PERGUNTAS:
a - Segundo o texto sobre a coadjuvação artística no 1.º ciclo, com que frequência mínima deveria cada turma do 1.º ciclo ter a coadjuvação de uma área artística e musical?
b - Resuma em duas frases o texto sobre a coadjuvação artística no 1.º ciclo.
c - Dê seguimento ao texto sobre a coadjuvação artística no 1.º ciclo a partir do ponto onde termina.
------ TEXTO FORNECIDO ------
Podemos, no entanto, nesta leitura, olhar para o copo meio cheio ou meio vazio:

  • meio cheio, se acreditarmos nos diversos instrumentos de autonomia na gestão destas medidas e no empenho das comunidades educativas para serem as primeiros a tomar iniciativas que tenham vontade de realizar e adequadas aos seus contextos, sem pressões ou burocracias das tutelas que as inibam de avançar;
  • meio vazio, se estivermos convencidos que nada será feito por falta de apoios, se for necessário pedidos de autorizações específicas para cada medida e se os diretores e as comunidades educativas não forem pró-ativos.

Uma das medidas que consideramos dever ser realizada e que os diretores poderiam integrar nos seus projetos educativo e cultural de escola com base neste Plano, era a concretização da coadjuvação artística e musical aos professores do 1º ciclo: garantir a todas as crianças e turmas do 1º ciclo de cada agrupamento, pelo menos, uma vez por semana a coadjuvação de uma área artística e musical por um professor especializado.

A integração de recursos específicos artísticos para a recuperação e integração curricular, como referido no Plano concretiza-se com tempo dedicado, tempo curricular especializado e práticas musicais regulares e sistemáticas. Só assim se pode, verdadeiramente, criar as bases formativas para um desenvolvimento global das crianças, onde as artes performativas não sejam vividas apenas como acessórios festivos.
------ REGISTOS FORNECIDOS ------
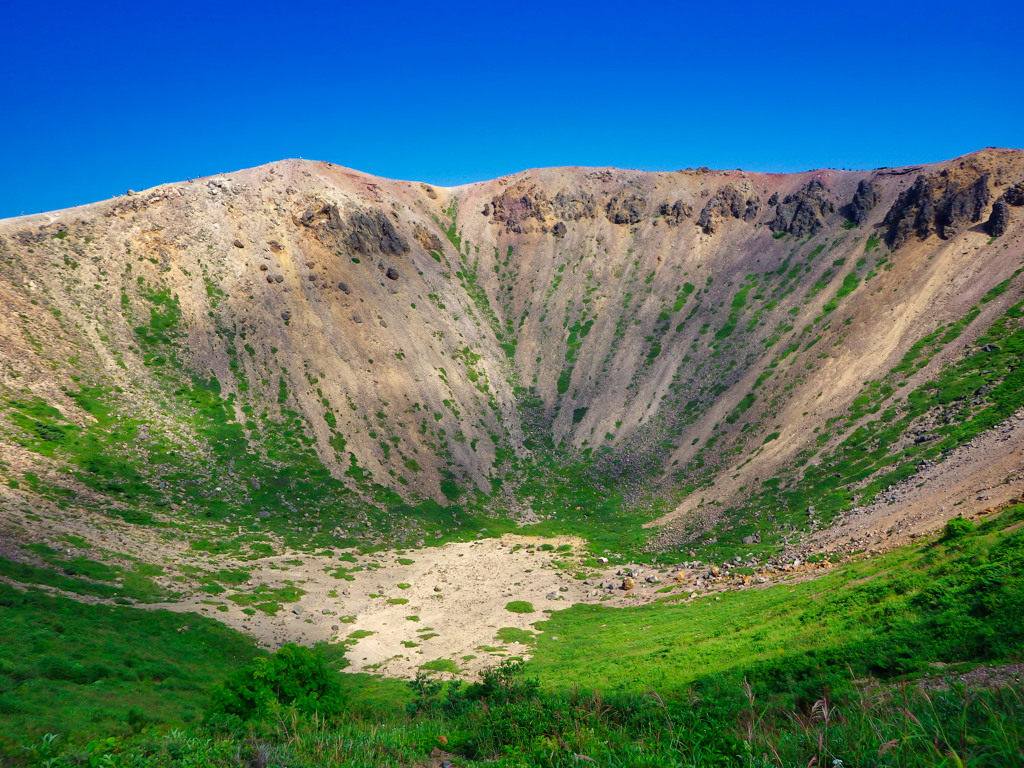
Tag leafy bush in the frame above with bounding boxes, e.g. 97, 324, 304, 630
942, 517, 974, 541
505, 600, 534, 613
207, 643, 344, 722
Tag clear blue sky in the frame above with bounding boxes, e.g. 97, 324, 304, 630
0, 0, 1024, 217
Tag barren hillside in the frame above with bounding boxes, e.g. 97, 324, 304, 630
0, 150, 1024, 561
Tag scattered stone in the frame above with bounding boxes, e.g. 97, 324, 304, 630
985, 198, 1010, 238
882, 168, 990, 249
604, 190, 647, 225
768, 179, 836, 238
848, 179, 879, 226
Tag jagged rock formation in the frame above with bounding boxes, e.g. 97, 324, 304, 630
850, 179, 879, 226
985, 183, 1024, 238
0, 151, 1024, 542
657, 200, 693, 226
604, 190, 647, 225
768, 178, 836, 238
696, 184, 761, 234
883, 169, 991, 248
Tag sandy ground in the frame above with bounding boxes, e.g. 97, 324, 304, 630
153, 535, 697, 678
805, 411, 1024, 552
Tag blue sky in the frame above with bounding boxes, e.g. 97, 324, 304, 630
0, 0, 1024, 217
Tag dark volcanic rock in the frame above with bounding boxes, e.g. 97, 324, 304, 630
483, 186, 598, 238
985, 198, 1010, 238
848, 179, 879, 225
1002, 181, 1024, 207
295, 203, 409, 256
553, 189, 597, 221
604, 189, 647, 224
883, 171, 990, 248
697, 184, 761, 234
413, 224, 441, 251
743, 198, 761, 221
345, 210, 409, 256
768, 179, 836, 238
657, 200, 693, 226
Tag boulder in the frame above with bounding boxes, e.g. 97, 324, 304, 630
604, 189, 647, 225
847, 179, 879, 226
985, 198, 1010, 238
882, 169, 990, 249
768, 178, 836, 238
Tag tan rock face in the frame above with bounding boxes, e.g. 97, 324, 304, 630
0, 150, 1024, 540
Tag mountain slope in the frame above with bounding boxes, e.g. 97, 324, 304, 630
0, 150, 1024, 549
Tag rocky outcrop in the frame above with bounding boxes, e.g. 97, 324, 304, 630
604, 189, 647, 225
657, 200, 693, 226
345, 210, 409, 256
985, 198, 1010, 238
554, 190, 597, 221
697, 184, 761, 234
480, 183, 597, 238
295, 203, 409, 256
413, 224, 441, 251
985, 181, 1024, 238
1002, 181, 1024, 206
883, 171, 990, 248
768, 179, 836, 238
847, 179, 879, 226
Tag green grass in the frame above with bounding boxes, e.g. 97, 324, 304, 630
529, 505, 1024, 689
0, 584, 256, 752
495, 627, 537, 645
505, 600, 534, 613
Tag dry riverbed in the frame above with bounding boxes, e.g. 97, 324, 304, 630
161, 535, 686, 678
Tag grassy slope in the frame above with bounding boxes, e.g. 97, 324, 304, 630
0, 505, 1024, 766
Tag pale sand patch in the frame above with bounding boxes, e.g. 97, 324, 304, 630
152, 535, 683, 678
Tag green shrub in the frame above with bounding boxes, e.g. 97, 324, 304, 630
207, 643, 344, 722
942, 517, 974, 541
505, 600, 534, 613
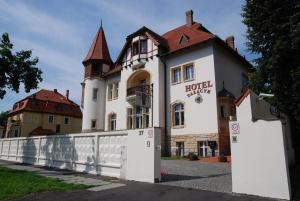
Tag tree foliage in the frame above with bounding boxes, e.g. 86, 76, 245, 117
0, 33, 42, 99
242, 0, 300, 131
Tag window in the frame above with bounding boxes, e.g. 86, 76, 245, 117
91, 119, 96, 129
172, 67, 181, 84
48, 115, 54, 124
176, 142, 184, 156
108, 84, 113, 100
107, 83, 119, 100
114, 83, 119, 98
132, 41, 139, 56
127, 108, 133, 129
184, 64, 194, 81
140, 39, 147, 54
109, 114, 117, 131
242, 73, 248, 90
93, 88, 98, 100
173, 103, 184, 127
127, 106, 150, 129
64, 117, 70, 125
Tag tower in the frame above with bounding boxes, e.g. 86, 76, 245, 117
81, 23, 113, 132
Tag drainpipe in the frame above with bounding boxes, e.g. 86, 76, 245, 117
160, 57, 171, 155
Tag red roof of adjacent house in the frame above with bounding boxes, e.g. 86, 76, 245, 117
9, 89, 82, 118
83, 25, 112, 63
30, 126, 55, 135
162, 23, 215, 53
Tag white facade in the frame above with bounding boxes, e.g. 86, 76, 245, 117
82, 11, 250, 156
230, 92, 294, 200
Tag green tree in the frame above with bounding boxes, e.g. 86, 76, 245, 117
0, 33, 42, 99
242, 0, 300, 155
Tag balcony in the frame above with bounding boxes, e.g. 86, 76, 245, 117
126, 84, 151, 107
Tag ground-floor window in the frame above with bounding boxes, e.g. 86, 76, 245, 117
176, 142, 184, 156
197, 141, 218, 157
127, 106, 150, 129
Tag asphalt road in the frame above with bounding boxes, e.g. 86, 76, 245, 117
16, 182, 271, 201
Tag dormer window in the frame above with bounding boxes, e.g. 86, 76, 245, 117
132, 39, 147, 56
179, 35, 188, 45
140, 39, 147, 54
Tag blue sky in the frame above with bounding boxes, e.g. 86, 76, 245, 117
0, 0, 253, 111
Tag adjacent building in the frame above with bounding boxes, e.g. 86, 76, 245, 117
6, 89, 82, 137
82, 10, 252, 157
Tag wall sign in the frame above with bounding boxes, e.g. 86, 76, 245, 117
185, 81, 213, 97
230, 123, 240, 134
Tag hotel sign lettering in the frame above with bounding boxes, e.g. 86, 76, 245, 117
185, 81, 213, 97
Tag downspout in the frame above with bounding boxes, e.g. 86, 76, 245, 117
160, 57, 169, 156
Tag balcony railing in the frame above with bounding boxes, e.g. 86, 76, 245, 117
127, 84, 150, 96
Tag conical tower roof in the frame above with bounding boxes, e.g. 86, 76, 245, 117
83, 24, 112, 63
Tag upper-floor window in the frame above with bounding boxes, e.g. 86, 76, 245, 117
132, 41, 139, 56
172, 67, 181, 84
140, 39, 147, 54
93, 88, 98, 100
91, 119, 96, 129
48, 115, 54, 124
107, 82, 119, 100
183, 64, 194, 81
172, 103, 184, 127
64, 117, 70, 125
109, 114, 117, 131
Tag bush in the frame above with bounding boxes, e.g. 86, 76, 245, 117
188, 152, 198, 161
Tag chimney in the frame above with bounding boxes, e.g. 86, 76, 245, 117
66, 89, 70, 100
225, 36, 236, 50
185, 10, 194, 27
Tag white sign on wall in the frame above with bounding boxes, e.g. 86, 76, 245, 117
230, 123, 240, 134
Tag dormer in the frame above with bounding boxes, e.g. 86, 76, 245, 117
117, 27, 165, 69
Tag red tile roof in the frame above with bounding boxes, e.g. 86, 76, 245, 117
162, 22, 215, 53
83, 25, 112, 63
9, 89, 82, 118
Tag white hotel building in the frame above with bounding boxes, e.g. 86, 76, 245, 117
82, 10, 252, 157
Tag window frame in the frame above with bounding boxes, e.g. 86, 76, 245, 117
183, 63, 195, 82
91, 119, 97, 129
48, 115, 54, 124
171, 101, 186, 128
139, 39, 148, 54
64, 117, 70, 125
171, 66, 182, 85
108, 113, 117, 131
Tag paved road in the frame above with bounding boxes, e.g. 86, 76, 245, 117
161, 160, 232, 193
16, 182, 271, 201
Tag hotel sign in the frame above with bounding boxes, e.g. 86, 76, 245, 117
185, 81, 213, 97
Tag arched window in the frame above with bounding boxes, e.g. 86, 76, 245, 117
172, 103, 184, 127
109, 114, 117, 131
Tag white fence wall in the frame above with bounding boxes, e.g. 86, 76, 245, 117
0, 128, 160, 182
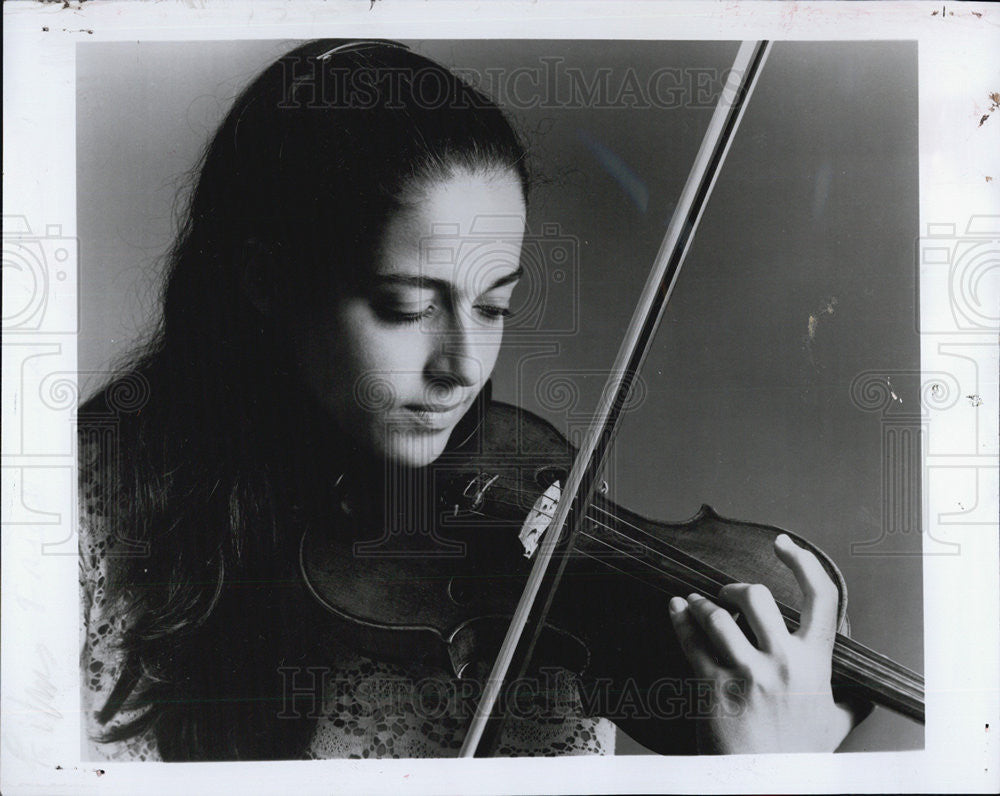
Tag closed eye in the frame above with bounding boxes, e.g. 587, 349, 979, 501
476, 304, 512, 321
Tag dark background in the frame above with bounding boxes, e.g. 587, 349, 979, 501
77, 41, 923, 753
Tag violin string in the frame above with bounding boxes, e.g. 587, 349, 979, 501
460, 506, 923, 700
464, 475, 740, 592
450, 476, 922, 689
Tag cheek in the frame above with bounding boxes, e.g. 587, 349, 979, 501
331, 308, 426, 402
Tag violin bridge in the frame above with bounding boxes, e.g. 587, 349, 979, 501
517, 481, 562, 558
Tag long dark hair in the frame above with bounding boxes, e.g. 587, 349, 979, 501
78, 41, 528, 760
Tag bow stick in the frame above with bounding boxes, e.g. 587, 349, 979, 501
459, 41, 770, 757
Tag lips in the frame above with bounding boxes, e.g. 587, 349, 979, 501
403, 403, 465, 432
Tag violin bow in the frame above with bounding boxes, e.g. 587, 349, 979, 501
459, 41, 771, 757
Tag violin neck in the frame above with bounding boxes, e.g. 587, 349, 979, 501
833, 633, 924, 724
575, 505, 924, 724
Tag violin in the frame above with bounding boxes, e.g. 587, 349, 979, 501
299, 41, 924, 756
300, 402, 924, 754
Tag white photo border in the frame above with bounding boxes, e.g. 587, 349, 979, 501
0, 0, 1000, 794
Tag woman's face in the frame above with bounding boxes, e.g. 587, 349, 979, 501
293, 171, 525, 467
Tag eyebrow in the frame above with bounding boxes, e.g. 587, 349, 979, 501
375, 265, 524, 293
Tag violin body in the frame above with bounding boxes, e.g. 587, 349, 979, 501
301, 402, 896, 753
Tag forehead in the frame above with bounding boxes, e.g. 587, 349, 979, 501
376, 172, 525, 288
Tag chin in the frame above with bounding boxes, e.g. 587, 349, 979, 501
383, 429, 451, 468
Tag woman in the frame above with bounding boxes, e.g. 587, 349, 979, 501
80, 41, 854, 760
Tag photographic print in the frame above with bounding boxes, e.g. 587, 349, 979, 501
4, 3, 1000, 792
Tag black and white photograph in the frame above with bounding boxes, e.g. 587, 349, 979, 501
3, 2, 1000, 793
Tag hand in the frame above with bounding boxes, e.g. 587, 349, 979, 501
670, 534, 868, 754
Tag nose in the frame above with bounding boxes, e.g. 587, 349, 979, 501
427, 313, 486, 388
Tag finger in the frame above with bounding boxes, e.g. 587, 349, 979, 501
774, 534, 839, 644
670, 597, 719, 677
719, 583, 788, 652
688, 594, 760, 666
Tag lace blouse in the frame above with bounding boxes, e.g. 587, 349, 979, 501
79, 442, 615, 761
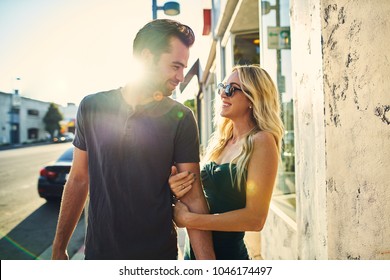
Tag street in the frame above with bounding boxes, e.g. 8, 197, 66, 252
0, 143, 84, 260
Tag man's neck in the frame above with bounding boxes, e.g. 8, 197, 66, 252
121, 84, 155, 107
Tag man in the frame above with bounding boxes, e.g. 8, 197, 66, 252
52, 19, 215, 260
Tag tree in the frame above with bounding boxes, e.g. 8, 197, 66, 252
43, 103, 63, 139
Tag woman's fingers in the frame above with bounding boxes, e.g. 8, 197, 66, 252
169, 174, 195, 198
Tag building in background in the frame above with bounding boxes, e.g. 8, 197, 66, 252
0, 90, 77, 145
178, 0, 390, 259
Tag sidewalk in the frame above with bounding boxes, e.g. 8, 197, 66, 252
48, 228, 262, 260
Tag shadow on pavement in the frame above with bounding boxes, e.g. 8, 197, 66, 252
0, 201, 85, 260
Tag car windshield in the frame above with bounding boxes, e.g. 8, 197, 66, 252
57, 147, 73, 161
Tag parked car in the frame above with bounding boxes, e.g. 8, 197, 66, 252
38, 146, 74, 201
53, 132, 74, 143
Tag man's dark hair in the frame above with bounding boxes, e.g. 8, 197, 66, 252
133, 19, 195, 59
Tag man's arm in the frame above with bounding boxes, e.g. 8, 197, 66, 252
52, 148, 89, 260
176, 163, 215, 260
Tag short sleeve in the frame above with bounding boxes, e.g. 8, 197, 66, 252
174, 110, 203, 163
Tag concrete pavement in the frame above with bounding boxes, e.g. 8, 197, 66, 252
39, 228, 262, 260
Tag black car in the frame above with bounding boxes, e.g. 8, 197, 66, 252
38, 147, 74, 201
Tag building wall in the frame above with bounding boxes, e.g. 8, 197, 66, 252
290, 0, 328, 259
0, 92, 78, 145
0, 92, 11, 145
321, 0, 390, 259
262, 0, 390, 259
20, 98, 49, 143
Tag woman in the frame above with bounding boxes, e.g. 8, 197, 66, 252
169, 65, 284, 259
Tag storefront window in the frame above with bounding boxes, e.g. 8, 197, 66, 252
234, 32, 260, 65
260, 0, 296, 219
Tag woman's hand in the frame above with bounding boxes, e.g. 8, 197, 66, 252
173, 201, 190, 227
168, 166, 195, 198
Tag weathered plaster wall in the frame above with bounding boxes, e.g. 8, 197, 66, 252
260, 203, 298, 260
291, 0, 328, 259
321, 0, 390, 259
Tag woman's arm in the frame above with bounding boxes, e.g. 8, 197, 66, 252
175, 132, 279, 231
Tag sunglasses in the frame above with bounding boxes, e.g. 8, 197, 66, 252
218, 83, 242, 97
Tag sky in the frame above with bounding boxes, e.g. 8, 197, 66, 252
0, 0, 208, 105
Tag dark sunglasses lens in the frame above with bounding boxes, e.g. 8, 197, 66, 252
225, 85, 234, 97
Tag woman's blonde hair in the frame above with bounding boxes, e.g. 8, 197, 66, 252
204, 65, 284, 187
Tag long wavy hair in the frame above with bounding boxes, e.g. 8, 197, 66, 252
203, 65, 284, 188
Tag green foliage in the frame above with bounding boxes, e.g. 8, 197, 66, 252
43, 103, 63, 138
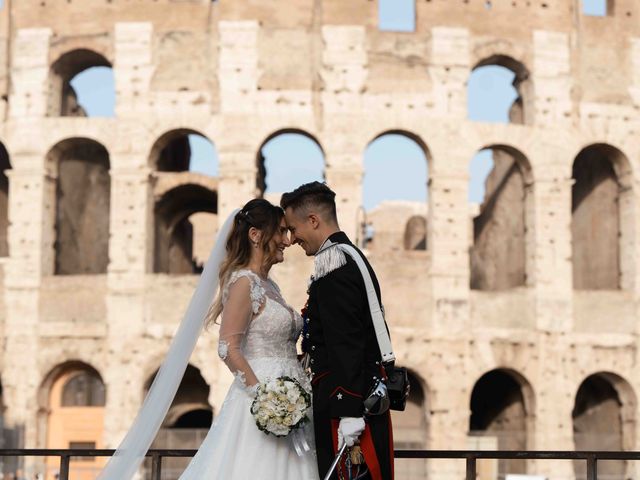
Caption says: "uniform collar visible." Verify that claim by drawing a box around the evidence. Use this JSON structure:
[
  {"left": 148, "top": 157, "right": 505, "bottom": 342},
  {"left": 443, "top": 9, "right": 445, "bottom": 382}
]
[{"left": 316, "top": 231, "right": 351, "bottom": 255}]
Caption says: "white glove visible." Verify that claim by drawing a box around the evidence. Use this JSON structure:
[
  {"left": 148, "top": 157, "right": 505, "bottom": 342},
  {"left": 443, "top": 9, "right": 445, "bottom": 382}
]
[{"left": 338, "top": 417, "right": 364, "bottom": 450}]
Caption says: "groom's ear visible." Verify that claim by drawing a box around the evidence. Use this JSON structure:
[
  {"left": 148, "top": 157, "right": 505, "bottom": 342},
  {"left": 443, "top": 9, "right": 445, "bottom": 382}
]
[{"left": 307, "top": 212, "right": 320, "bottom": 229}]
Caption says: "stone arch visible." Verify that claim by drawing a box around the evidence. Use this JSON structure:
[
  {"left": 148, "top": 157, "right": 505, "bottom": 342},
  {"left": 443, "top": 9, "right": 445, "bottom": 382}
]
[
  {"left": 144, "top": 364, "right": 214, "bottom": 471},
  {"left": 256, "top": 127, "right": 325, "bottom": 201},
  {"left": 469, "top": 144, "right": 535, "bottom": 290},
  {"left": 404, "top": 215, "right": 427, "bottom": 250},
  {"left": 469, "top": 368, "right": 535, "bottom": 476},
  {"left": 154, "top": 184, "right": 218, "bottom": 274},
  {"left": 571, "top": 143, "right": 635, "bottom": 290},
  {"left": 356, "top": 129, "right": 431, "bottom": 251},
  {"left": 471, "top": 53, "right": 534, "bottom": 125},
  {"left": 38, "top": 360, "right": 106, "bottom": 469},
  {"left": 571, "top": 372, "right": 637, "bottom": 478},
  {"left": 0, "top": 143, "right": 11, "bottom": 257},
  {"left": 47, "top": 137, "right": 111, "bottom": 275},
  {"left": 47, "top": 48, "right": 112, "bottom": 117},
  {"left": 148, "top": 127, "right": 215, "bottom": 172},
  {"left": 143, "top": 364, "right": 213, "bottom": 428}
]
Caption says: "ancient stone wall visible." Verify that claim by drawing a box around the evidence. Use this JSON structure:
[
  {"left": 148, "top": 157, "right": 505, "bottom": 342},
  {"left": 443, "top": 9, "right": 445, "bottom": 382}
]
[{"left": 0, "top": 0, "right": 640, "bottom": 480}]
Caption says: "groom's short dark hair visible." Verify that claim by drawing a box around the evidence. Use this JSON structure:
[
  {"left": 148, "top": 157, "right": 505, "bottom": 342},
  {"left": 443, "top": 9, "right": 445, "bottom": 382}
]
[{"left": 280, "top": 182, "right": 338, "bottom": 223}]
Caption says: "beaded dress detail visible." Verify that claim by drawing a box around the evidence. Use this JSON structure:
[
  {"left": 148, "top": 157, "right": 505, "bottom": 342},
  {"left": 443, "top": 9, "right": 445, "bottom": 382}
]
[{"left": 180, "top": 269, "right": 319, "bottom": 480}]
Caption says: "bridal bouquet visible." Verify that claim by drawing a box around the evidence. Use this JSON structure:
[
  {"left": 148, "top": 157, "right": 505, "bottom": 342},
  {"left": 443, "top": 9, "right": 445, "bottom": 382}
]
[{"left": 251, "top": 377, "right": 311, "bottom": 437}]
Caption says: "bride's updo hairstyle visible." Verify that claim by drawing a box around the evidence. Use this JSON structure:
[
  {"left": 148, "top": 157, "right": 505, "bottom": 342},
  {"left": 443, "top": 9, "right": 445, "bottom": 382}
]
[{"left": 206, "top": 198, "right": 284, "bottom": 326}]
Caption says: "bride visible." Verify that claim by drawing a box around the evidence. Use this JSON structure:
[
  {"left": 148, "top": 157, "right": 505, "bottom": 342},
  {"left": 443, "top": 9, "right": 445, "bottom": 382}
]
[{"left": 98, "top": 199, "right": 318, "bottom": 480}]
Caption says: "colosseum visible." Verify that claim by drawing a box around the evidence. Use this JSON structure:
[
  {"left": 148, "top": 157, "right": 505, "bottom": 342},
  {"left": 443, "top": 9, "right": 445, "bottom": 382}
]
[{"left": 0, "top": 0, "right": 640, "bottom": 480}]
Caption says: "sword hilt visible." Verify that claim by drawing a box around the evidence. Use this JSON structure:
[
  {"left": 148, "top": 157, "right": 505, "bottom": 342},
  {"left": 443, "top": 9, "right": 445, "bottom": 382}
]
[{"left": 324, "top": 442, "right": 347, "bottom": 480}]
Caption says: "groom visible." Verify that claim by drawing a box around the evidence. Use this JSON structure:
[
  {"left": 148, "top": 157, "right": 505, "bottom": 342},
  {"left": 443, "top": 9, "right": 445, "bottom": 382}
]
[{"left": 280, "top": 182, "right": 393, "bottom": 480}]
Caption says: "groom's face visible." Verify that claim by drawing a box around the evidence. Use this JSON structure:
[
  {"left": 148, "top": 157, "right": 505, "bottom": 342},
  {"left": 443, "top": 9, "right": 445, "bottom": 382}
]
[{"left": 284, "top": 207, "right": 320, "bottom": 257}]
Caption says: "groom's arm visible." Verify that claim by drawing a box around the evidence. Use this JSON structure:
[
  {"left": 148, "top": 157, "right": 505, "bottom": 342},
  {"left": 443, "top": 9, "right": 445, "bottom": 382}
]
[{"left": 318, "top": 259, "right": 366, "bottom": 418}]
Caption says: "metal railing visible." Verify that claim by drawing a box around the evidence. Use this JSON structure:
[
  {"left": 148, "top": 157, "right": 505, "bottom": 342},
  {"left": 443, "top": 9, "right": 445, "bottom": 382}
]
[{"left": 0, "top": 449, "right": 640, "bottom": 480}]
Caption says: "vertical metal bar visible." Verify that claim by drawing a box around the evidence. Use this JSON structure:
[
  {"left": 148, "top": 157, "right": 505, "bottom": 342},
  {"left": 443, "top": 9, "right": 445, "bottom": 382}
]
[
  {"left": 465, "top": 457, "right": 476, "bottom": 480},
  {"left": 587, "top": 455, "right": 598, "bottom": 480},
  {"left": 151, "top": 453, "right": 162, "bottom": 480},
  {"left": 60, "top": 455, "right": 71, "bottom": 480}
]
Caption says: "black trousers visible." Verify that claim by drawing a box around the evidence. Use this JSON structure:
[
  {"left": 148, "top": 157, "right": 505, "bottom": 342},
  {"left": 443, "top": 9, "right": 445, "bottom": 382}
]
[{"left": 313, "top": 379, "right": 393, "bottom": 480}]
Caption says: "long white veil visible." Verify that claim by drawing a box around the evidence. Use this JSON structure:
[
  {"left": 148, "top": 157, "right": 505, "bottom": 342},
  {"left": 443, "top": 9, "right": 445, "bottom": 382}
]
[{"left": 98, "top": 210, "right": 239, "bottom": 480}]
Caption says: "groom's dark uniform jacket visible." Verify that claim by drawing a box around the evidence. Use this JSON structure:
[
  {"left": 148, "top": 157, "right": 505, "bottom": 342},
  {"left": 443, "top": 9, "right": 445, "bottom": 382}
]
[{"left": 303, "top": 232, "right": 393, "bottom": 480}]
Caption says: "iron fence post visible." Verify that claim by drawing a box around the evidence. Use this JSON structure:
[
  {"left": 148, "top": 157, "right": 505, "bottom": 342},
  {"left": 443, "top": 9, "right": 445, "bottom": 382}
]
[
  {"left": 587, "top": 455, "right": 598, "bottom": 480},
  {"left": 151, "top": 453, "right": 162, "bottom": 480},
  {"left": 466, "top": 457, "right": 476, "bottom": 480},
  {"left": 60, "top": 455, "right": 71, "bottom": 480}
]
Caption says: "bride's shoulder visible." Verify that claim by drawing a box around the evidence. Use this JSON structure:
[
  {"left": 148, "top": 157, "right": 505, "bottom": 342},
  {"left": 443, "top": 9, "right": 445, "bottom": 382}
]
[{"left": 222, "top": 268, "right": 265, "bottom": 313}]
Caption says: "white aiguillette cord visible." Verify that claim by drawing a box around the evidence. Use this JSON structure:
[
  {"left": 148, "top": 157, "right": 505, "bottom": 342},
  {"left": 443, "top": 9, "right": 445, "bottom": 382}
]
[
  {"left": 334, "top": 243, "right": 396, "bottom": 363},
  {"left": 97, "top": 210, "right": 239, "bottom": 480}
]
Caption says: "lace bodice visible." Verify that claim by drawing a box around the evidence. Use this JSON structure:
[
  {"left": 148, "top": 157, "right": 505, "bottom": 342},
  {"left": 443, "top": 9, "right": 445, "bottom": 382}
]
------
RESPOSTAS:
a - Pelo menos uma vez por semana, por um professor especializado.

b - A leitura do Plano pode ser vista como um copo meio cheio, se se confiar na autonomia e na iniciativa das comunidades educativas, ou meio vazio, se faltarem apoios, forem exigidas autorizações específicas para cada medida e os diretores e as comunidades educativas não forem pró-ativos. Propõe-se que todas as turmas do 1.º ciclo tenham, pelo menos uma vez por semana, coadjuvação artística e musical por um professor especializado, com tempo curricular dedicado e práticas musicais regulares, para que as artes performativas não sejam vividas apenas como acessórios festivos.

c -
Transcrevemos uma das medidas que, não sendo específica para nenhuma área disciplinar, pode incluir as artes e através delas criar-se um projeto integrado e transdisciplinar de recuperação das aprendizagens que também defendemos:

  • Assumida a centralidade da ação precoce e dos anos de transição, recomenda-se às equipas de gestão das escolas a afetação dos recursos adicionais ao apoio ao 1.o ciclo (com especial atenção para o 3.o ano) e aos anos de transição de ciclo;

Esperemos que, com esta abertura, as escolas possam ter programas de recuperação que não sejam mais do mesmo e que os decisores em cada escola, na concretização do seu Plano de recuperação, mobilizem as diversas áreas de competências e nomeadamente as artísticas, assim como a procura de outros parceiros para integrarem diferentes práticas pedagógicas e projetos que se desenvolvam numa perspetiva mais abrangente e se centrem nas dimensões psicossociais das crianças.

Não podemos, no entanto, escamotear a realidade vivida nas escolas por muitos professores de música: serem os únicos no seu Agrupamento, terem a seu cargo 9, 10, 11 e mais turmas, sendo tantas vezes humanamente impossível exigir mais.

Daí depositarmos alguma esperança neste Plano quando lemos a possibilidade de as escolas poderem dispor de “meios pedagógicos para um desenvolvimento curricular mais flexível” e assumir-se que é “fundamental dar mais recursos educativos às escolas para alicerçar respostas”.

E como nada se faz sem as pessoas nos seus contextos, esperamos que os professores de música junto das estruturas de gestão das suas escolas e em colaboração com outros professores se envolvam nas soluções de recuperação das aprendizagens dos alunos, apresentando projetos artísticos e musicais, projetos inter e transdisciplinares, “pressionando” as direções das escolas com propostas adequadas, fundamentadas e com as quais se identifiquem.

Também deixamos uma questão a ser respondida por cada um na sua escola, no quadro deste Plano:

Quantos professores de música precisamos para termos em todas as turmas do 1º ciclo, 1 vez por semana, um tempo de coadjuvação de música do professor titular?

A APEM está sempre disponível para apoiar os professores de música na reflexão e estruturação de projetos artísticos nos contextos das suas escolas.

A todos desejamos umas excelentes férias e muita saúde!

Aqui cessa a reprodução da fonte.